* _What to do_: Everything from the line with "Provide the segmentation of every instance of the dark green" to the end of the data should be restated word for word, and nothing before it.
START
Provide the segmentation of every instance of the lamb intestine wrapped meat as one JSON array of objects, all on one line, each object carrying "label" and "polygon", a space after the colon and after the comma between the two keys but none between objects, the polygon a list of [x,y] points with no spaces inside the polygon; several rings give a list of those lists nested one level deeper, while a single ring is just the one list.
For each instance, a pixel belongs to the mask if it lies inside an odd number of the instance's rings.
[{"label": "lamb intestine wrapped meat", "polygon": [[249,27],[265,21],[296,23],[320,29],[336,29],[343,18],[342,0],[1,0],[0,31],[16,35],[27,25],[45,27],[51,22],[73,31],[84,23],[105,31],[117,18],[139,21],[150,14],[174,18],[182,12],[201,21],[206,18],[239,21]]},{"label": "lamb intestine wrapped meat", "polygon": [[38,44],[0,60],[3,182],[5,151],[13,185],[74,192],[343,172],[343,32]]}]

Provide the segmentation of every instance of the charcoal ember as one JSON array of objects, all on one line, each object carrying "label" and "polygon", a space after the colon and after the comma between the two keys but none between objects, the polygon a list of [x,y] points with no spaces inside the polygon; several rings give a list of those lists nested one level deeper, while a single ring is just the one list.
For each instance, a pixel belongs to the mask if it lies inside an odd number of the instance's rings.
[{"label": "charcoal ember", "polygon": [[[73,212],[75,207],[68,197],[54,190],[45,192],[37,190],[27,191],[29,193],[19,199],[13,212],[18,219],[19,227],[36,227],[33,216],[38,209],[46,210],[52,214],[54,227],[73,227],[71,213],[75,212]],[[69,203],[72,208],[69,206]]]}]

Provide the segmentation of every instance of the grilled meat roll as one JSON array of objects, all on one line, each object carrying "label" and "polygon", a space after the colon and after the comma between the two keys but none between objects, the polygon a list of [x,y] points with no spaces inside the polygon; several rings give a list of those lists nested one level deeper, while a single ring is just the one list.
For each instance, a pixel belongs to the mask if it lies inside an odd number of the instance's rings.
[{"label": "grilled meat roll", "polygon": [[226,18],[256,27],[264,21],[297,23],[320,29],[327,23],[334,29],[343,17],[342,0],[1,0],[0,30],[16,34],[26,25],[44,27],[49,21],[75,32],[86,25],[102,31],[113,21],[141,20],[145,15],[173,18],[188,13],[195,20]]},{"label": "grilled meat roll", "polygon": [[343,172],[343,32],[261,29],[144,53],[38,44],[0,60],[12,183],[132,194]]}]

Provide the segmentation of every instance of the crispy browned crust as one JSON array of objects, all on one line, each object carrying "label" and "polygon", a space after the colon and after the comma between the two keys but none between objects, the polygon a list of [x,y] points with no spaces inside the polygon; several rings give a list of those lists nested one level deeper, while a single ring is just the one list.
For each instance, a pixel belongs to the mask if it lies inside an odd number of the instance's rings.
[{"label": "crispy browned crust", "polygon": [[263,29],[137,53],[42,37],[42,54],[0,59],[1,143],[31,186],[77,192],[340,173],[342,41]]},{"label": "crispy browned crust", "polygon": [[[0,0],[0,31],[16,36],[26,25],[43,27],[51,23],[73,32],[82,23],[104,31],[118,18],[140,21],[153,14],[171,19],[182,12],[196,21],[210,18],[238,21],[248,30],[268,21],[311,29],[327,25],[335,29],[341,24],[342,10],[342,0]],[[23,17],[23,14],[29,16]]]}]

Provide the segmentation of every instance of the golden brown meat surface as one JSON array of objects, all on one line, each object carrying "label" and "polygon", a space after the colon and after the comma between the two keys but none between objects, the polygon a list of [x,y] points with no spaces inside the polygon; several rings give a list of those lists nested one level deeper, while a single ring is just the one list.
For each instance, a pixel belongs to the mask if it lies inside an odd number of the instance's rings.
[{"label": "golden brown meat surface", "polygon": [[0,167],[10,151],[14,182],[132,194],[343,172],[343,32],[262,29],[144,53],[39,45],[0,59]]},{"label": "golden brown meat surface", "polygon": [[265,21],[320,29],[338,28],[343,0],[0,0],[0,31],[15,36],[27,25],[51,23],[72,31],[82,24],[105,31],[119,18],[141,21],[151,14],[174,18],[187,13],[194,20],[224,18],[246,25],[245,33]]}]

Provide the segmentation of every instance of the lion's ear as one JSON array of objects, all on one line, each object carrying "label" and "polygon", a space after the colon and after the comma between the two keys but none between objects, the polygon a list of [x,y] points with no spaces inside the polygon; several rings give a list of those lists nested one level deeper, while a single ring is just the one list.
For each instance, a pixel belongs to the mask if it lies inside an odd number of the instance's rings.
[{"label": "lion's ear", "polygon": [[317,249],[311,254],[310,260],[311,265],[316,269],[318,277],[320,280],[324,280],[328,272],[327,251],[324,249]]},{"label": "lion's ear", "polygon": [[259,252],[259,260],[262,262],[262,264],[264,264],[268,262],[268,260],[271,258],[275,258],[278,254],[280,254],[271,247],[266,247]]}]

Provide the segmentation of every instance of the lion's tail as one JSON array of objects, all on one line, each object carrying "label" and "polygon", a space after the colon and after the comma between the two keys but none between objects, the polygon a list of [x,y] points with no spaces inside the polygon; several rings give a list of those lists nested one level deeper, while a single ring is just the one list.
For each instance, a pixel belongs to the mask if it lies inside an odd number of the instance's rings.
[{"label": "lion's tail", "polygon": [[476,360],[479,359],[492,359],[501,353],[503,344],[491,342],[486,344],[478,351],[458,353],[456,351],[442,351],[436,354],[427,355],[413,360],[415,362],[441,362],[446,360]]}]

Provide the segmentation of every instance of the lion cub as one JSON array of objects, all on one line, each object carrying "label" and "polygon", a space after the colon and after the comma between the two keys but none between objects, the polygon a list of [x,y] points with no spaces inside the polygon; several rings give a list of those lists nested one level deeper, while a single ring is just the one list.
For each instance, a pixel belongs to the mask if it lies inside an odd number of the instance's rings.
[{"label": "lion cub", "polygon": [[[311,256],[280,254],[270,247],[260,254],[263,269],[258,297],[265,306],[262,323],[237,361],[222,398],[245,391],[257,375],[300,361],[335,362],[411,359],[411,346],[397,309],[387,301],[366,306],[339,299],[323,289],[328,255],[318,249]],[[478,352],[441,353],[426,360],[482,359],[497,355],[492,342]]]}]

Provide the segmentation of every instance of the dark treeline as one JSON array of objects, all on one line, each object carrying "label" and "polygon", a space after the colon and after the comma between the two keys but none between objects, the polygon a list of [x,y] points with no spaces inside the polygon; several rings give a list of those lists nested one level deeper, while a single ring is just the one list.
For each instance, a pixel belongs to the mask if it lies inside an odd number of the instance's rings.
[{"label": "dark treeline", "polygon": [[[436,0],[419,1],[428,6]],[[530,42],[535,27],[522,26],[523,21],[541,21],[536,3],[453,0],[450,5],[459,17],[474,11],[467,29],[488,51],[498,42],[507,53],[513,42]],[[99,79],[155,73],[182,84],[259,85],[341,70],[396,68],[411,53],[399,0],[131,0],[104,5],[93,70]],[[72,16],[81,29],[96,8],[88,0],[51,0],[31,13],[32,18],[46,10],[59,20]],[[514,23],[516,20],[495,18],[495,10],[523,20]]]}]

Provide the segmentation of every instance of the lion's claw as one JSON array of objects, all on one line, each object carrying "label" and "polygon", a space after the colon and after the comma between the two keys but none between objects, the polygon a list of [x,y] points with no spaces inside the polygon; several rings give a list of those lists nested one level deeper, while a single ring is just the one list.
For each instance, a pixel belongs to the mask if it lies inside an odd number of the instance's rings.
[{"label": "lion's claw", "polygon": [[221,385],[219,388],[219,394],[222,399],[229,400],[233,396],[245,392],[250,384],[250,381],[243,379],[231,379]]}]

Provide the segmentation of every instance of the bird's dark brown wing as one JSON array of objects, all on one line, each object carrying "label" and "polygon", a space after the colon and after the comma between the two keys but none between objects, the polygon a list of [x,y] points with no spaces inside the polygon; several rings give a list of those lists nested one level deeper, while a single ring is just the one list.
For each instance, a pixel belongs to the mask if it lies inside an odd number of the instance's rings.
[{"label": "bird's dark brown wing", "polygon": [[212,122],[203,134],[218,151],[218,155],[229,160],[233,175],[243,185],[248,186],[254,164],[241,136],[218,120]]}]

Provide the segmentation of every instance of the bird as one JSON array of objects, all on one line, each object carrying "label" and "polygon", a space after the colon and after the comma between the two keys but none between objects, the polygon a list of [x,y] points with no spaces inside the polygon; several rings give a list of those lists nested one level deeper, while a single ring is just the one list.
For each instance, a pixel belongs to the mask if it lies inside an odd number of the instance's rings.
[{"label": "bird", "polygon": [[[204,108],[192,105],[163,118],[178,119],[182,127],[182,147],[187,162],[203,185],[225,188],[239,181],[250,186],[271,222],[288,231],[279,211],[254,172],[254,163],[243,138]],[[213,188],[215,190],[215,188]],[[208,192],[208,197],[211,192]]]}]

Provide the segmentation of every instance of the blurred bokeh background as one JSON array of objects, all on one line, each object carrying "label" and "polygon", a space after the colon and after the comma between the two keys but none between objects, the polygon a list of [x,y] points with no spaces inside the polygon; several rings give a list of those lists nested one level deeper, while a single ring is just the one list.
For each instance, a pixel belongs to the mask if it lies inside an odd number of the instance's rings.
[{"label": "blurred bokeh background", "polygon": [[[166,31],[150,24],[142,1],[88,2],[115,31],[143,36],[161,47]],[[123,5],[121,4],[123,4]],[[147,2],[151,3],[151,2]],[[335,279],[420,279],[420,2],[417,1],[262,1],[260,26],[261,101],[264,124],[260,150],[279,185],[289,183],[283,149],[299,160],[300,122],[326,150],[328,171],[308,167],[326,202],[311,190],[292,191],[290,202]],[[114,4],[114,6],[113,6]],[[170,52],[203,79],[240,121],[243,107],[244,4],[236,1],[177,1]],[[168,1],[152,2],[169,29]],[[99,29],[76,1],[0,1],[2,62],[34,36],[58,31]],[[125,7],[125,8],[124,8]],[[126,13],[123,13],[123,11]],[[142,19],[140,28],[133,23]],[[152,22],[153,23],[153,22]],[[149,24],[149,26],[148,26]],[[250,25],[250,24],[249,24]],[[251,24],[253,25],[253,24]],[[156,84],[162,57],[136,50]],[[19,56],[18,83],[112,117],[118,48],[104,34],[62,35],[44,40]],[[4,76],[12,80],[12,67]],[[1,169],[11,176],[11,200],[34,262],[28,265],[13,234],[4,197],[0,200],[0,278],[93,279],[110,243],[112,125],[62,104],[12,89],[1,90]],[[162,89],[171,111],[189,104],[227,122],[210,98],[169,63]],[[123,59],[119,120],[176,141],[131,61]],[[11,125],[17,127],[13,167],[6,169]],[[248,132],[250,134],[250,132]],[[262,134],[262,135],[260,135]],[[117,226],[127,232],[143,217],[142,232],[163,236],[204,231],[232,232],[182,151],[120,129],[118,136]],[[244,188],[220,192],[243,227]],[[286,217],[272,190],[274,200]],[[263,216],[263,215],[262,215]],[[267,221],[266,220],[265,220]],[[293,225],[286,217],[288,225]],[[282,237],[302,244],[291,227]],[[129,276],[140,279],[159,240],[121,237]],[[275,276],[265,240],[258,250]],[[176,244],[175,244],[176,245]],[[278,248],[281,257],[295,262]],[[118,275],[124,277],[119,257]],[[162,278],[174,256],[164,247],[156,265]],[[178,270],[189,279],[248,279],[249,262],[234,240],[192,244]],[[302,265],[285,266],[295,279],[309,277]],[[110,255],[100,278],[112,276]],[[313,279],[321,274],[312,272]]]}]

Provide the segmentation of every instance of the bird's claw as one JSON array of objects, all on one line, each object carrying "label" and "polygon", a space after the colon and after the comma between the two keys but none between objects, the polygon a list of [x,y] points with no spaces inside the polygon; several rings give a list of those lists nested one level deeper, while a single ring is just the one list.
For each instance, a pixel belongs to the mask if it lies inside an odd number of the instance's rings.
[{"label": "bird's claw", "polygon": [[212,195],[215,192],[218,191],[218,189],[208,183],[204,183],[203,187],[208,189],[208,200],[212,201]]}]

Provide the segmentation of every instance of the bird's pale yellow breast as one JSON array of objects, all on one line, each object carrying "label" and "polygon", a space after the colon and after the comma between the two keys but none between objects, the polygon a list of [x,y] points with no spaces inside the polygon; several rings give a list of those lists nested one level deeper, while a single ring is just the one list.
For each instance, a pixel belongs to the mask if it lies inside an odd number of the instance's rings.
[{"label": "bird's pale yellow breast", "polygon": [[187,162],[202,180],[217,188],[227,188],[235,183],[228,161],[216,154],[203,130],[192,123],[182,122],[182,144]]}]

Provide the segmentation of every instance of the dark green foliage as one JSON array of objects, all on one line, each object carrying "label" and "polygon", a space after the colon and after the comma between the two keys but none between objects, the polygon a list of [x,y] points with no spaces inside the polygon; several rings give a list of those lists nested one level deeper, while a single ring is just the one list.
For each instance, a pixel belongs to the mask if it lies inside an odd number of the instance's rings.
END
* _Solution to the exercise_:
Provide the segmentation of every instance of the dark green foliage as one JSON array of objects, all on one line, each object carrying "label" and "polygon", a space after the colon and after the comma between the two keys but none between objects, the polygon a list of [x,y] points with no spaces inside the polygon; several rings give a list of those lists nested one level deeper, while a single ring is just the one list.
For each instance, a pixel belongs to the mask if it lies inside an odd number of the instance's rings.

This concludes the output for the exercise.